New trial to bolster kidney health in people with early type 2 diabetes
Type 2 diabetes is the world’s fastest-growing chronic condition, but its first-line treatment hasn’t changed in decades. A new clinical trial of a class of drugs called sodium-glucose cotransporter-2 (SGLT2) inhibitors hopes to change that.
George Institute Australia Executive Director and UNSW Professor of Medicine Bruce Neal and colleagues will explore if SGLT2 inhibitors can help newly diagnosed type 2 diabetes patients avoid kidney complications down the track.
The trial, dubbed SMARTEST, comes off the back of two successful international SGLT2 inhibitor studies also led by the George Institute.
SGLT2 inhibitors were developed as diabetes drugs because they force glucose molecules out of blood and into urine. This not only lowers blood sugar levels, it also helps with weight loss.
An SGLT2 inhibitor named canagliflozin was the focus of the CANVAS program: a pair of trials led by Neal that set out to show the drug could safely lower blood glucose levels in people with type 2 diabetes who were at high risk of cardiovascular disease.
“But a couple of things came out of CANVAS which were really quite surprising,” Neal explains.
Participants taking canagliflozin were less likely to die from cardiovascular conditions or suffer non-fatal heart attacks and strokes than their placebo-popping counterparts.
Their kidneys, too, seemed to work better. This is important in the context of diabetes, where persistent elevated glucose levels damage small renal blood vessels. Such damage means kidneys can no longer clean blood properly, and kidney disease – the most common cause of kidney failure – develops.
So the CANVAS program led to a second trial: CREDENCE. Canagliflozin was, once again, given to people who had type 2 diabetes, but this time, trial participants had chronic kidney disease too. Compared to a placebo, the drug cut the risk of renal failure or death by 30%.
“That study was also a profound success – so much so that it was stopped early,” Neal says.
The question remained: if SGLT2 inhibitors help reduce heart and kidney disease risk in established diabetes, can they have a preventative effect in people who have been recently diagnosed?
This is the question SMARTEST hopes to answer. It will compare the SGLT2 inhibitor dapagliflozin against the current first-line diabetes drug treatment, metformin.
“With diabetes, kidney function starts to decline really from the moment you’re diagnosed,” Neal says. “Metformin doesn’t change this decline much. But if we give people SGLT2 inhibitors, we think we can get their kidney function to stay steady or decline at a much slower rate.”
The steepness of this decline strongly predicts a person’s need for dialysis in the decades to come.
SMARTEST hopes to recruit participants from an especially high-risk population: Aboriginal Australians. Aboriginal people are four times as likely to develop, be hospitalised for and die from type 2 diabetes and kidney disease as non-Indigenous Australians.
“We’re consulting with the Aboriginal community, researchers and renal physicians to understand whether this would be a good proposition,” Neal says.
“The initial response is actually pretty positive. To focus the project on a high-burden, high-need group we think will be really worthwhile.”
Even though SMARTEST won’t have the international range of CANVAS and CREDENCE, cross-border collaboration is invaluable when it comes to clinical trials, Neal says. “When you agree to put all your datasets together in one big pool, you can then do much more sophisticated analyses.”
To this end, he and his crew are also collaborating with a Swedish group, who are conducting a similar trial.
And while data sharing requires trust and goodwill, Neal says it’s worth it: “I think the most important thing I ever learned as a scientist was you should share stuff. Just give it away. Because 99% of the time, it comes back in spades.”

####

■ EXERCISE REQUIREMENTS ■
• A. Answer these questions from the SMARTEST article:
(i) Which drug will SMARTEST compare dapagliflozin against?
(ii) In CREDENCE, by how much did canagliflozin cut the risk of renal failure or death compared to a placebo?
(iii) How many times as likely as non-Indigenous Australians are Aboriginal people to develop type 2 diabetes and kidney disease?
• B. Using the SMARTEST article, explain why SGLT2 inhibitors were developed as diabetes drugs.
• C. Transcribe the SMARTEST article between "So the CANVAS" and "been recently diagnosed?", inclusive.
The rows after the SMARTEST article are separate material.

####

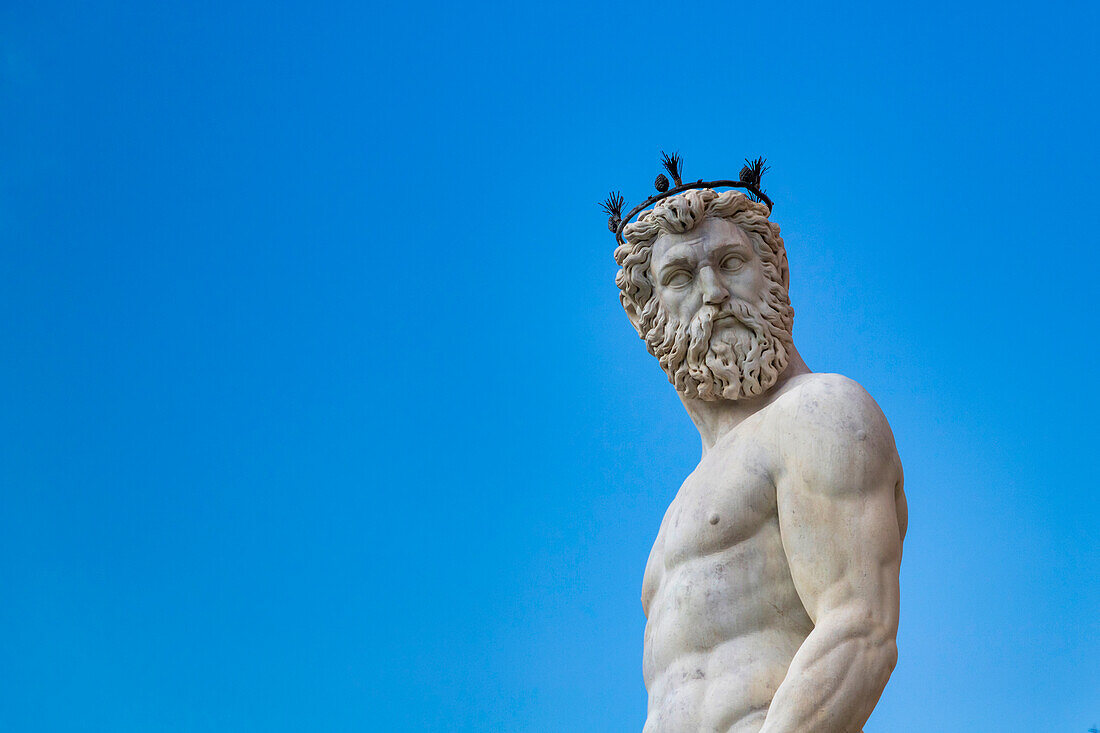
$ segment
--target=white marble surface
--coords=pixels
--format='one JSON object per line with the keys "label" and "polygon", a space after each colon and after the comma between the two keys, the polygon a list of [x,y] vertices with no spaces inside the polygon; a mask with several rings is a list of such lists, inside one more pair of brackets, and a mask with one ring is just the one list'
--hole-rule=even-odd
{"label": "white marble surface", "polygon": [[623,305],[703,442],[642,581],[645,733],[859,731],[898,658],[890,426],[799,355],[766,207],[688,192],[625,237]]}

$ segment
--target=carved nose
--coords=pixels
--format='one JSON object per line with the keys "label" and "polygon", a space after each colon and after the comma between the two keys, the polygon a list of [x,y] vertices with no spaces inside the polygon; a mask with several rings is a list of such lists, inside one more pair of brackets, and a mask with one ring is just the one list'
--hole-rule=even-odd
{"label": "carved nose", "polygon": [[729,291],[718,281],[714,271],[704,267],[700,273],[703,285],[703,303],[706,305],[722,305],[729,299]]}

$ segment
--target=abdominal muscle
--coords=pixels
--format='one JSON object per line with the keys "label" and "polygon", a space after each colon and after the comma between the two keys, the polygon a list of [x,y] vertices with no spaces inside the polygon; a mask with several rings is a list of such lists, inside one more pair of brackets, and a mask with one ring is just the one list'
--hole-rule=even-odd
{"label": "abdominal muscle", "polygon": [[778,522],[664,569],[648,611],[644,733],[759,730],[813,628],[791,580]]}

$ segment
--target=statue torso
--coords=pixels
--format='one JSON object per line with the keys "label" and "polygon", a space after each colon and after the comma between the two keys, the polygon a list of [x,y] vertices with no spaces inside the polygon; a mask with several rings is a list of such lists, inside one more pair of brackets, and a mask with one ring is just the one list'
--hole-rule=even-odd
{"label": "statue torso", "polygon": [[680,488],[642,581],[645,733],[756,731],[813,628],[780,537],[774,416],[719,440]]}

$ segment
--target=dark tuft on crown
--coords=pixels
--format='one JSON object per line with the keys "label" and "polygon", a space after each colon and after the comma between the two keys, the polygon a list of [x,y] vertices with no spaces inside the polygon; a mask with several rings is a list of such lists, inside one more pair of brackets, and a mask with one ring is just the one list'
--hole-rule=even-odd
{"label": "dark tuft on crown", "polygon": [[765,189],[760,187],[760,179],[769,169],[769,166],[766,165],[766,163],[767,161],[762,157],[758,157],[755,161],[745,158],[745,167],[741,168],[740,176],[737,180],[703,180],[700,178],[694,183],[685,184],[681,179],[683,172],[683,158],[680,157],[679,153],[672,153],[670,155],[669,153],[661,151],[661,165],[664,167],[666,172],[672,176],[672,183],[675,184],[674,186],[670,188],[669,179],[663,173],[660,173],[653,180],[653,187],[657,188],[658,193],[630,209],[625,216],[623,215],[623,209],[626,208],[626,199],[624,199],[623,194],[617,190],[608,194],[607,199],[600,205],[600,208],[607,214],[607,229],[615,234],[615,239],[620,244],[624,243],[623,229],[630,223],[631,219],[641,214],[644,209],[652,206],[661,199],[675,196],[679,193],[691,190],[693,188],[743,188],[751,200],[763,204],[770,211],[776,205],[771,203],[771,199],[768,198]]}

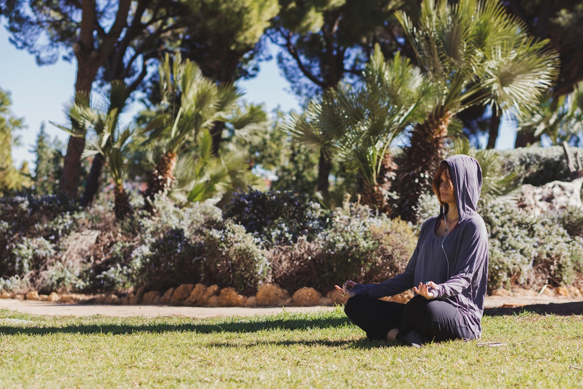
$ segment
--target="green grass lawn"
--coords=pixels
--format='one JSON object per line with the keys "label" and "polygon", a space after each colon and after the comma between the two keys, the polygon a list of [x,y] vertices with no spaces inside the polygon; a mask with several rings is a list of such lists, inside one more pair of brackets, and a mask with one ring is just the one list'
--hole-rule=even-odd
{"label": "green grass lawn", "polygon": [[583,386],[582,317],[523,314],[482,323],[479,342],[507,344],[388,346],[367,341],[339,308],[205,320],[53,318],[4,310],[0,387]]}

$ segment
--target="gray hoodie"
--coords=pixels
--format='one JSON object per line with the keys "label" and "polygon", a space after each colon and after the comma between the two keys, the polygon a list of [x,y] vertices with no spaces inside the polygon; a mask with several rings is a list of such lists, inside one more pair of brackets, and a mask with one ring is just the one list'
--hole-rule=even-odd
{"label": "gray hoodie", "polygon": [[357,295],[380,298],[393,296],[433,281],[436,298],[458,308],[476,338],[482,335],[488,279],[488,232],[476,212],[482,189],[482,169],[473,158],[455,155],[445,160],[449,166],[458,205],[459,222],[445,237],[436,236],[436,223],[443,217],[430,218],[423,223],[417,247],[405,272],[378,284],[357,284]]}

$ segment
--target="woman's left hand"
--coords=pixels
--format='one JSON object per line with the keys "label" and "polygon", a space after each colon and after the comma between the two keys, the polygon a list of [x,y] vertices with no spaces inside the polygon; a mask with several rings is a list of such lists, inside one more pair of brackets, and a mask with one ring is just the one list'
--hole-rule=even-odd
{"label": "woman's left hand", "polygon": [[435,282],[433,281],[429,281],[427,283],[420,282],[419,289],[413,286],[413,290],[415,290],[415,293],[417,295],[421,295],[427,300],[431,300],[435,297],[435,295],[433,292],[429,291],[430,287],[433,289],[437,289],[438,288],[438,286],[437,286],[437,284]]}

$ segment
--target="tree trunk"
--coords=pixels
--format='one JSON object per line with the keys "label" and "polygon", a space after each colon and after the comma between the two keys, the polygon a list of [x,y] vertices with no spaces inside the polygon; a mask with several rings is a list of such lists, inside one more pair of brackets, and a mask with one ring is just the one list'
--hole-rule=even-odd
{"label": "tree trunk", "polygon": [[535,134],[532,132],[518,131],[516,134],[514,148],[517,149],[519,147],[526,147],[529,145],[533,145],[539,141],[540,141],[540,137],[535,136]]}
{"label": "tree trunk", "polygon": [[328,176],[330,175],[330,162],[326,159],[323,150],[320,150],[320,160],[318,164],[318,191],[326,197],[328,193],[330,183]]}
{"label": "tree trunk", "polygon": [[132,212],[132,206],[129,205],[129,197],[126,193],[123,185],[115,186],[114,189],[114,197],[113,210],[115,213],[115,219],[123,220]]}
{"label": "tree trunk", "polygon": [[150,173],[147,181],[147,188],[144,192],[144,208],[150,212],[155,212],[152,201],[159,193],[166,194],[172,185],[174,179],[173,173],[178,161],[178,155],[169,151],[162,156],[154,170]]}
{"label": "tree trunk", "polygon": [[433,176],[442,158],[449,115],[417,124],[410,146],[403,149],[396,183],[401,219],[415,223],[419,218],[419,197],[431,190]]}
{"label": "tree trunk", "polygon": [[487,149],[494,149],[496,147],[501,118],[498,109],[493,105],[492,115],[490,117],[490,135],[488,136],[488,145],[486,146]]}
{"label": "tree trunk", "polygon": [[81,206],[87,206],[93,204],[95,195],[101,186],[101,173],[103,172],[104,164],[105,160],[103,156],[97,154],[93,158],[93,162],[91,163],[91,170],[89,170],[89,175],[87,177],[85,190],[83,192],[83,197],[81,197]]}
{"label": "tree trunk", "polygon": [[213,138],[213,154],[215,157],[219,156],[219,150],[220,149],[220,142],[223,140],[223,130],[224,129],[224,122],[218,120],[213,122],[213,128],[210,130],[210,135]]}

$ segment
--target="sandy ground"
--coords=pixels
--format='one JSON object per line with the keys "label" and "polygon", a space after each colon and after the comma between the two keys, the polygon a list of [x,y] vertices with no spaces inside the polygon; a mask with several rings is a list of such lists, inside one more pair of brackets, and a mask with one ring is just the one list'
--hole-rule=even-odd
{"label": "sandy ground", "polygon": [[[484,307],[521,306],[535,304],[555,304],[583,301],[583,299],[573,299],[563,296],[487,296]],[[286,307],[237,308],[206,308],[199,307],[171,307],[152,305],[87,305],[64,304],[39,301],[0,299],[0,308],[36,315],[88,316],[184,316],[195,318],[205,318],[217,316],[252,316],[271,315],[284,310],[288,312],[314,312],[321,309],[331,310],[331,307]]]}

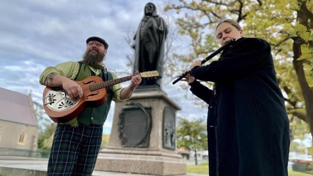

####

■ PER-TASK ANSWERS ■
• A.
(i) Metformin, the current first-line diabetes drug treatment.
(ii) By 30%.
(iii) Four times as likely.

• B. SGLT2 inhibitors force glucose molecules out of the blood and into the urine. This lowers blood sugar levels and also helps with weight loss.

• C.
So the CANVAS program led to a second trial: CREDENCE. Canagliflozin was, once again, given to people who had type 2 diabetes, but this time, trial participants had chronic kidney disease too. Compared to a placebo, the drug cut the risk of renal failure or death by 30%.
“That study was also a profound success – so much so that it was stopped early,” Neal says.
The question remained: if SGLT2 inhibitors help reduce heart and kidney disease risk in established diabetes, can they have a preventative effect in people who have been recently diagnosed?